▶ TASK PROMPT
Starting from the first line, transcribe the whole listing exactly.

◇ ◇ ◇ ◇

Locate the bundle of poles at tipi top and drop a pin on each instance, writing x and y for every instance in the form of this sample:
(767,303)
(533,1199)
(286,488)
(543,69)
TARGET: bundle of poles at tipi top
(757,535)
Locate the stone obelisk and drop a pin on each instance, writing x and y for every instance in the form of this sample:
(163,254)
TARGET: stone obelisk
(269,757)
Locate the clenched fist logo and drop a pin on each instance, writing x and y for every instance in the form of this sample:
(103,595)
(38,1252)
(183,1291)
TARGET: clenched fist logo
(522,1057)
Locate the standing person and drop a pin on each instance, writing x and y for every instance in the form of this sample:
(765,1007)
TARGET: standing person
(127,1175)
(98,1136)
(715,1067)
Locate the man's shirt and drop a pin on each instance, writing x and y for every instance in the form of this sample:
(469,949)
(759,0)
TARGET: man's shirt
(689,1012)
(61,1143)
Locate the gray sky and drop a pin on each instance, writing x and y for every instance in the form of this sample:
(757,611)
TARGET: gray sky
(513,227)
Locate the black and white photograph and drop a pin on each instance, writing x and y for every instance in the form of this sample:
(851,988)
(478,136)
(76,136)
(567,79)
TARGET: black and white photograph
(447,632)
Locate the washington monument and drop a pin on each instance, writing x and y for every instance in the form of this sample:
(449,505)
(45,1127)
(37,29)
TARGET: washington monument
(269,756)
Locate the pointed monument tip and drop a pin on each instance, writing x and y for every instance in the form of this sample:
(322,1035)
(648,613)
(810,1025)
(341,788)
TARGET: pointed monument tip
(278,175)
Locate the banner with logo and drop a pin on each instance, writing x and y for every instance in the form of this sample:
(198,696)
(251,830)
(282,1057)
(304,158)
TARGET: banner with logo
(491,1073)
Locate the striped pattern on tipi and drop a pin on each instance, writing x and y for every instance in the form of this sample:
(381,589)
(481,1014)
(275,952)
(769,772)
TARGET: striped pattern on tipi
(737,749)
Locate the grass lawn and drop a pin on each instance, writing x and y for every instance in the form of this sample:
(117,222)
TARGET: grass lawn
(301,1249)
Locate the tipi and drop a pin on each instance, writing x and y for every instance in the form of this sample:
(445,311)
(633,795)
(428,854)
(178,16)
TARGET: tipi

◇ ◇ ◇ ◇

▶ RESPONSE
Locate the bundle of poles at tipi top and drop a pin on each instance, writing x and y for every instance in the form of this sample:
(767,303)
(533,1199)
(286,488)
(543,69)
TARGET: bundle of poles at tipi top
(757,535)
Locate the stone obelisk and drop a pin on each instance, writing x and y for every instance in the form of this sample:
(163,254)
TARGET: stone obelisk
(269,757)
Locate the clenched fist logo and drop a pin on each instance, writing x and y for every instance in the form of this sample:
(103,595)
(38,1252)
(183,1291)
TARGET: clenched fist logo
(522,1057)
Locate the standing person and drop a pin on each instance, writing x and y for every instance in the form of this sample:
(765,1007)
TARGET: standing person
(127,1175)
(98,1136)
(715,1067)
Locate the man's shirt and drop a pin on each instance, writing x and y for every instance in the form of this sample:
(469,949)
(759,0)
TARGET: man's shirt
(689,1012)
(61,1143)
Locate the gray sky and drop a pin on each instance, writing x and y for every instance in the form of this sample:
(757,611)
TARGET: gray sky
(513,227)
Locate the black and white photograph and drop a pin on each instance, writing x and y for every instance in the form of this sample:
(851,988)
(478,136)
(76,136)
(567,79)
TARGET: black and white photograph
(447,632)
Locate the washington monument and drop a pin on each instance, writing x and y for every instance in the form of this sample:
(449,505)
(45,1127)
(37,29)
TARGET: washington monument
(269,756)
Locate the pointed monument tip and drop a pin on each instance, writing x and y for every instance in the form of this sample:
(322,1035)
(648,613)
(810,1025)
(341,788)
TARGET: pointed monument tip
(278,175)
Locate the banner with logo and drop a pin on each instance, writing x and y for every instance in the form of this sample:
(198,696)
(251,830)
(282,1057)
(304,158)
TARGET: banner with logo
(491,1073)
Locate the striped pattern on tipi and drop a pin on each instance, writing x and y for every instance in the form of this sample:
(381,589)
(481,1014)
(275,952)
(769,772)
TARGET: striped pattern on tipi
(737,749)
Locate the grass lawn and drop a pin on each instance, writing x and y for every instance in the form of this sample:
(117,222)
TARGET: grass lawn
(301,1249)
Locate the tipi and drop a pin on each instance, writing x and y for every instance in the form of this sample:
(445,311)
(633,795)
(428,854)
(178,16)
TARGET: tipi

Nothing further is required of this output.